[[ Information shown open ]]

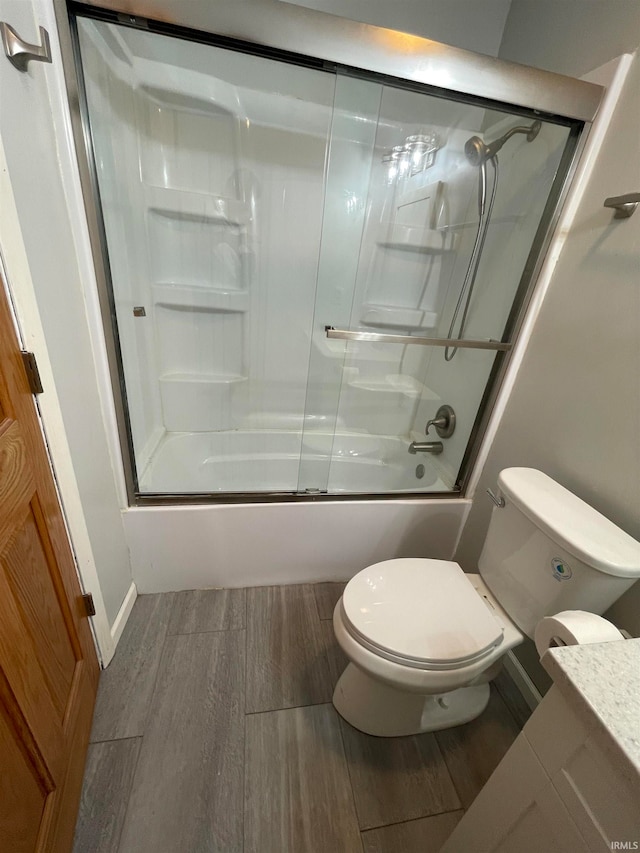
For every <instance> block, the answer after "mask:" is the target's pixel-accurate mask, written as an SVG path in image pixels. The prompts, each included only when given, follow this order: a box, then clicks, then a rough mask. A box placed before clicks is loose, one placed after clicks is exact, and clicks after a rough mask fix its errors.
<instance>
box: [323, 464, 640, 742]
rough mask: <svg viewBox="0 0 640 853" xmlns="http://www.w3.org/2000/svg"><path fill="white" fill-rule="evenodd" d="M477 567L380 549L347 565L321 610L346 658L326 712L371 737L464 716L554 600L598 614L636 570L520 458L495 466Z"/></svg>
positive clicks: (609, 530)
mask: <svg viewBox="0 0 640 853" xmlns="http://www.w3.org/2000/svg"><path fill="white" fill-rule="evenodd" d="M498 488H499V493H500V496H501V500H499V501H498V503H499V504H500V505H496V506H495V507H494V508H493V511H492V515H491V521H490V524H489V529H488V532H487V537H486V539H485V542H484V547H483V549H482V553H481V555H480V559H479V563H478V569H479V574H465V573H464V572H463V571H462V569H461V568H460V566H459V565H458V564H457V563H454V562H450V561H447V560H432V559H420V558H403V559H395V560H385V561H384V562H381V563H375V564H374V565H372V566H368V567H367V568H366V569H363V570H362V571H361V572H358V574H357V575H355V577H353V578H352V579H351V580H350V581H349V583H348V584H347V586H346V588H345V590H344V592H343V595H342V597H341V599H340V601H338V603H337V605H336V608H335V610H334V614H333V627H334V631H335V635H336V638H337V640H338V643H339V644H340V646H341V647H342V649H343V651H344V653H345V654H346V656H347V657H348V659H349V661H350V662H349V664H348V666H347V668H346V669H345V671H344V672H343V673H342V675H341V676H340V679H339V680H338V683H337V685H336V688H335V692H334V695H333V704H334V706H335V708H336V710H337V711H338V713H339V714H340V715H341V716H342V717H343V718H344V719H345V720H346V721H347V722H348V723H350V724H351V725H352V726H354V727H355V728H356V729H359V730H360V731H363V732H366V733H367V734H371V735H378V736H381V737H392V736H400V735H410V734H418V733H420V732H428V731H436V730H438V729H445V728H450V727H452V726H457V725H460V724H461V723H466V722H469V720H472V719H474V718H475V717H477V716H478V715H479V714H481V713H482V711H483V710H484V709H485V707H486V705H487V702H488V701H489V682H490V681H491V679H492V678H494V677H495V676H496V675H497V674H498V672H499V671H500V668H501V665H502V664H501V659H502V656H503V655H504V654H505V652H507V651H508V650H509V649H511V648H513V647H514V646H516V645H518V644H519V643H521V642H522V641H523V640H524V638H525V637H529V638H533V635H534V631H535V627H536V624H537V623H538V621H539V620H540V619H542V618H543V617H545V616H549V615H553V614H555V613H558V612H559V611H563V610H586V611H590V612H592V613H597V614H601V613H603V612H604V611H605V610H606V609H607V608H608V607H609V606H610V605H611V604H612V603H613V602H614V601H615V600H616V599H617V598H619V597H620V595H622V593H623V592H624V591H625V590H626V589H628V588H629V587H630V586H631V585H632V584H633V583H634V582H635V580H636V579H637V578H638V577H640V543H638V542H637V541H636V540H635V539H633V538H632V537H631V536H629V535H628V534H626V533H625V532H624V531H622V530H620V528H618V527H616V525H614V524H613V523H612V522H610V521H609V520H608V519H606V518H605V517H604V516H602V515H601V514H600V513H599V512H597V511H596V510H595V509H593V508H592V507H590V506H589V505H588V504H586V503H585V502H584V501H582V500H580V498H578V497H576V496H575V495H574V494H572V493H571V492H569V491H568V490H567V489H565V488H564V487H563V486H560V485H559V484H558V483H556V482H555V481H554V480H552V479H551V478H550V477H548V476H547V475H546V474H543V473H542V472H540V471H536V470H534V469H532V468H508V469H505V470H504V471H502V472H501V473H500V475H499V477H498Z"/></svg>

[[ Information shown closed ]]

To do →
Say how many lines in the records contain the word "rough". Nothing but the number is required.

Answer space →
2